PROMPT → From the text about asexual characters in publishing, duplicate word for word the part that opens with the words "I wanted to" and closes with "by Kathryn Ormsbee.".

DOCUMENT SECTION →
....

I wanted to start with this because I think one's perception of there being *tons* of male asexual characters may be skewed depending on what one's reading. If you look at publishers like Dreamspinner Press/Harmony Ink and Riptide Publishing, well of course most of the asexual characters there (not that there are a ton) are going to be male, because those publishers started out by publishing M/M romance/erotica, and DSP still only publishes M/M romance/erotica.

However, if you look a traditional publishing, you'll notice a different story. There are even fewer explicitly asexual characters in traditional publishing, but of the ones I know of, they are overwhelmingly female. See: Quicksilver by R.J. Anderson; Clariel by Garth Nix; Every Heart a Doorway by Seanan McGuire; the upcoming Tash Hearts Tolstoy by Kathryn Ormsbee.

And...look, there's a huge gender stereotyping issue here.

....

DATASET EXTRACT →
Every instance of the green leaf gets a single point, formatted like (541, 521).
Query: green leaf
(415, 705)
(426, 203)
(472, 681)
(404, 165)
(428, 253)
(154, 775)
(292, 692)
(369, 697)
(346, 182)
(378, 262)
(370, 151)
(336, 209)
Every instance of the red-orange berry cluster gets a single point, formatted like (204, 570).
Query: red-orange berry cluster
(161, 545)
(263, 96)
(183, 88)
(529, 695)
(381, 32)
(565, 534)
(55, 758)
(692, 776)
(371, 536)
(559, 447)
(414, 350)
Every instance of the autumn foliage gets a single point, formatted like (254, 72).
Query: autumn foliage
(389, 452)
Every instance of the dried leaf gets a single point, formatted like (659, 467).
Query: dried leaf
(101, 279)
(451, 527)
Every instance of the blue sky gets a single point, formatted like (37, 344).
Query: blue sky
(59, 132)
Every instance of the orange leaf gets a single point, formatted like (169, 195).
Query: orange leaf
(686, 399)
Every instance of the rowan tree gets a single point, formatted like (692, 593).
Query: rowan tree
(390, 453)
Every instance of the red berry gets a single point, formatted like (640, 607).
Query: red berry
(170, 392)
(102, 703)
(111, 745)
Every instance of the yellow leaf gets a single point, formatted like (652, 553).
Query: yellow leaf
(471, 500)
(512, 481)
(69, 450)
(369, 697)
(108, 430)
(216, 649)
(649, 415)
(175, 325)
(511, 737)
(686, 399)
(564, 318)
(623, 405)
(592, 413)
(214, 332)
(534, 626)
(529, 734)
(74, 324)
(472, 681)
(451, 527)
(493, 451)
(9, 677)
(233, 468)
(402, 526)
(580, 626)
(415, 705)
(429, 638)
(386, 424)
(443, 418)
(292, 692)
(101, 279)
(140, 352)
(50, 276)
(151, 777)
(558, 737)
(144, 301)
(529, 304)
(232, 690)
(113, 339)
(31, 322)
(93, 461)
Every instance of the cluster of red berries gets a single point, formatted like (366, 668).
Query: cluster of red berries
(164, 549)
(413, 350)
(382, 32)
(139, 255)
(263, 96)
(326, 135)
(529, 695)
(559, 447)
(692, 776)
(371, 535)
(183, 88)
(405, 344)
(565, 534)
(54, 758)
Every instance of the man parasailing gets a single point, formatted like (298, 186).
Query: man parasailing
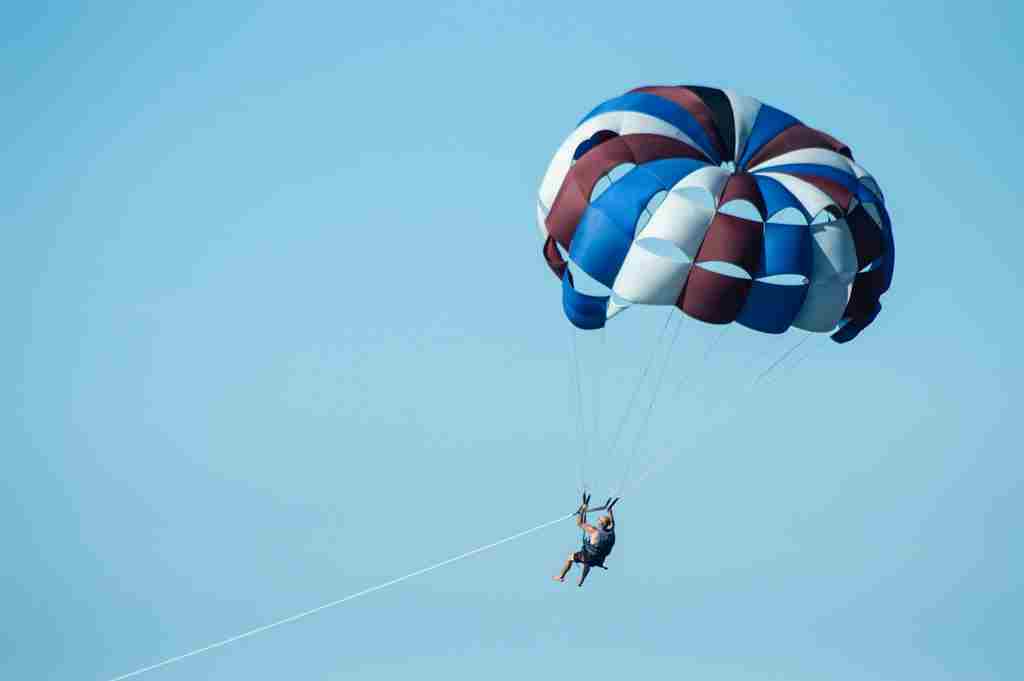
(597, 541)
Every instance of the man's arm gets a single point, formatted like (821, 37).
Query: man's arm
(611, 514)
(582, 521)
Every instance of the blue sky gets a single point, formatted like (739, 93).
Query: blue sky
(279, 329)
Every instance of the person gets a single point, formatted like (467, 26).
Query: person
(597, 543)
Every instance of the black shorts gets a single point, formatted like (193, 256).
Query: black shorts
(586, 558)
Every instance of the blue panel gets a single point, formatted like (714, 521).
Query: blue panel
(669, 112)
(787, 250)
(887, 235)
(599, 245)
(850, 330)
(777, 197)
(583, 310)
(606, 228)
(771, 307)
(769, 123)
(670, 171)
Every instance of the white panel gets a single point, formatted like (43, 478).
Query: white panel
(812, 199)
(823, 305)
(833, 269)
(820, 157)
(681, 221)
(613, 308)
(617, 122)
(649, 279)
(712, 178)
(744, 113)
(834, 253)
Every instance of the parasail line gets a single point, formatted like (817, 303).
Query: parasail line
(345, 599)
(781, 358)
(639, 385)
(641, 433)
(581, 415)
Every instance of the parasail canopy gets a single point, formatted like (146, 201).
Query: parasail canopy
(621, 201)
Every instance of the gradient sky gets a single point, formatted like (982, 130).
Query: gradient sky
(278, 329)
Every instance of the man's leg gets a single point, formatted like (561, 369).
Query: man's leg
(583, 575)
(565, 568)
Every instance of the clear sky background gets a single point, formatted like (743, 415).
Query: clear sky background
(278, 329)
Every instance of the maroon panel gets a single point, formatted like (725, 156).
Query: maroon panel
(734, 240)
(712, 297)
(867, 288)
(696, 108)
(866, 236)
(798, 136)
(573, 195)
(554, 258)
(742, 185)
(839, 194)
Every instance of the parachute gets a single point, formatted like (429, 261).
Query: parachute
(617, 203)
(718, 206)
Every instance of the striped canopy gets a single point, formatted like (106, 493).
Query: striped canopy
(641, 232)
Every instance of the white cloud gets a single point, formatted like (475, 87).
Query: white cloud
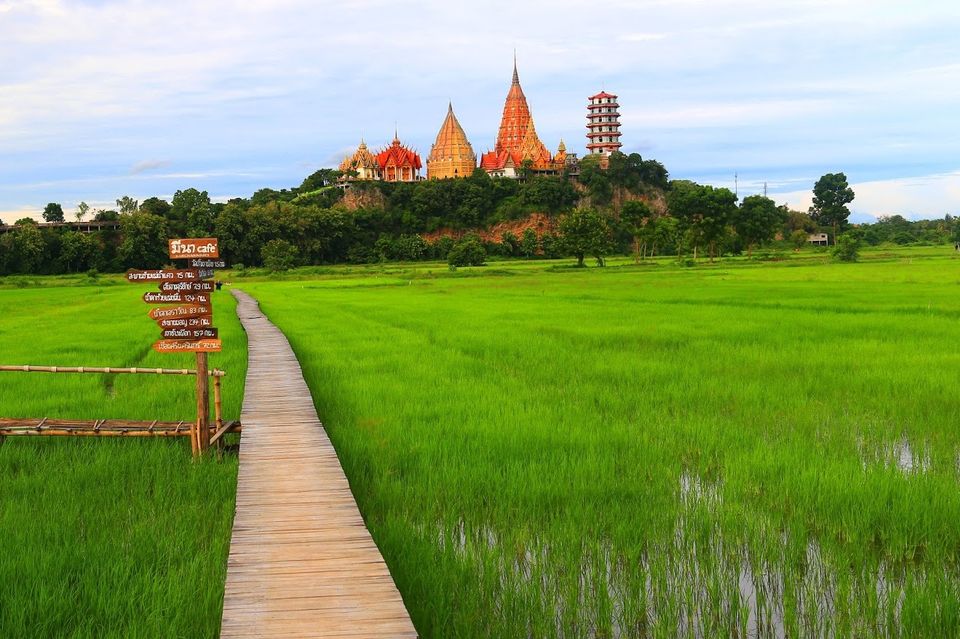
(922, 197)
(90, 89)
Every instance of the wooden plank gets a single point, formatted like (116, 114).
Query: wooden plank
(302, 562)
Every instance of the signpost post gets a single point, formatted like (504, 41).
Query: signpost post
(186, 317)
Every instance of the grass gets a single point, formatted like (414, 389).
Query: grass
(103, 537)
(649, 450)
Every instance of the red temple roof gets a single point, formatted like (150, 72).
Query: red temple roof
(398, 155)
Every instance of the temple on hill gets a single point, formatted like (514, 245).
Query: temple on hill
(451, 156)
(394, 163)
(517, 141)
(603, 124)
(363, 163)
(399, 163)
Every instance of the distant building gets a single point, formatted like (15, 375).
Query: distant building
(80, 227)
(363, 163)
(603, 124)
(451, 156)
(517, 140)
(399, 163)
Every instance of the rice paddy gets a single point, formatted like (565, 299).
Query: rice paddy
(102, 537)
(650, 451)
(741, 449)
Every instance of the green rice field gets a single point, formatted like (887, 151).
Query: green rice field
(102, 537)
(719, 451)
(739, 449)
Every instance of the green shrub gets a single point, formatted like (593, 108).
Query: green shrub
(279, 255)
(468, 251)
(847, 248)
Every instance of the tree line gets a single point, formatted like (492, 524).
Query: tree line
(628, 206)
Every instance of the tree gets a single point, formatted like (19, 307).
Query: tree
(279, 255)
(529, 244)
(144, 240)
(799, 239)
(27, 248)
(831, 194)
(468, 251)
(585, 232)
(53, 212)
(704, 211)
(190, 213)
(127, 205)
(756, 221)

....

ANSWER TO THE EXERCISE →
I wanted to start with this because I think one's perception of there being *tons* of male asexual characters may be skewed depending on what one's reading. If you look at publishers like Dreamspinner Press/Harmony Ink and Riptide Publishing, well of course most of the asexual characters there (not that there are a ton) are going to be male, because those publishers started out by publishing M/M romance/erotica, and DSP still only publishes M/M romance/erotica.

However, if you look a traditional publishing, you'll notice a different story. There are even fewer explicitly asexual characters in traditional publishing, but of the ones I know of, they are overwhelmingly female. See: Quicksilver by R.J. Anderson; Clariel by Garth Nix; Every Heart a Doorway by Seanan McGuire; the upcoming Tash Hearts Tolstoy by Kathryn Ormsbee.